*** Listed records

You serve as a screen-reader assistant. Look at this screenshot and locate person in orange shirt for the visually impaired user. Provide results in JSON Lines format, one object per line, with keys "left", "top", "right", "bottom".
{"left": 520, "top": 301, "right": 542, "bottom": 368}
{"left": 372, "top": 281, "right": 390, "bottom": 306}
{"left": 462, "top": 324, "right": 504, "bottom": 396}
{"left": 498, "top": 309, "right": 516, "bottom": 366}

******

An exact reproduction of the data is required. Leave nothing out.

**Written answer:**
You serve as a screen-reader assistant. Look at this screenshot and locate person in orange shirt for the visually impaired user. Provide results in JSON Lines format, one object per line, with keys "left", "top", "right", "bottom".
{"left": 520, "top": 301, "right": 542, "bottom": 368}
{"left": 372, "top": 281, "right": 390, "bottom": 306}
{"left": 462, "top": 324, "right": 504, "bottom": 396}
{"left": 498, "top": 309, "right": 516, "bottom": 366}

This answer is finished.